===== DATA
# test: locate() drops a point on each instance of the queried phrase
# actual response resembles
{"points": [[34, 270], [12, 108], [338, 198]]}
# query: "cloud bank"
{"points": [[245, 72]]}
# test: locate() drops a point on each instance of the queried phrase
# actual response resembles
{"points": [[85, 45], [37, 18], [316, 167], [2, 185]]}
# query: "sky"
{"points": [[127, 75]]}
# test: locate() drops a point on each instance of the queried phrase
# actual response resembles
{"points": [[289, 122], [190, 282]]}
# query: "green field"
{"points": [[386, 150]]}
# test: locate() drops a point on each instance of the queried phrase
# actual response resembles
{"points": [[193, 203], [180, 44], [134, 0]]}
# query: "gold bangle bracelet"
==========
-- WHAT YOU NEED TO DO --
Every record, from top to bottom, must be transcribed exactly.

-- WORKED SOLUTION --
# test: locate() drops a point on each instance of the queried phrase
# actual response resembles
{"points": [[34, 270], [12, 108], [338, 198]]}
# query: "cloud bank"
{"points": [[245, 72]]}
# test: locate() drops a point on each instance of the queried phrase
# actual response resembles
{"points": [[85, 45], [37, 18], [316, 167], [2, 185]]}
# query: "sky"
{"points": [[127, 75]]}
# test: locate() drops a point on each instance of the queried phrase
# actual response resembles
{"points": [[289, 122], [190, 282]]}
# query: "green field"
{"points": [[386, 150]]}
# test: locate() drops a point on each instance of the queried phrase
# actual response resembles
{"points": [[193, 203], [180, 44], [134, 0]]}
# query: "gold bangle bracelet"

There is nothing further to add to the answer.